**WHAT YOU ARE ASKED TO DO:** Transcribe each line of the records below verbatim, leaving out the pictures.
═════ RECORDS FOR THIS TASK ═════
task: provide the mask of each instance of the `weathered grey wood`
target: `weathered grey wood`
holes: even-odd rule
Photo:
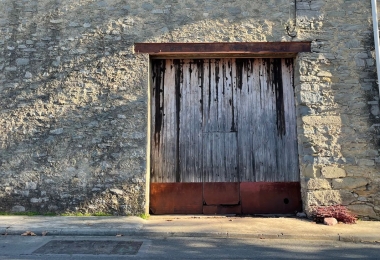
[[[154,60],[152,71],[152,182],[299,180],[291,59]]]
═════
**EXERCISE RESPONSE:**
task: provide the mask of each instance of the `weathered grey wood`
target: `weathered grey wood`
holes: even-odd rule
Photo:
[[[154,60],[152,71],[152,182],[299,180],[291,59]]]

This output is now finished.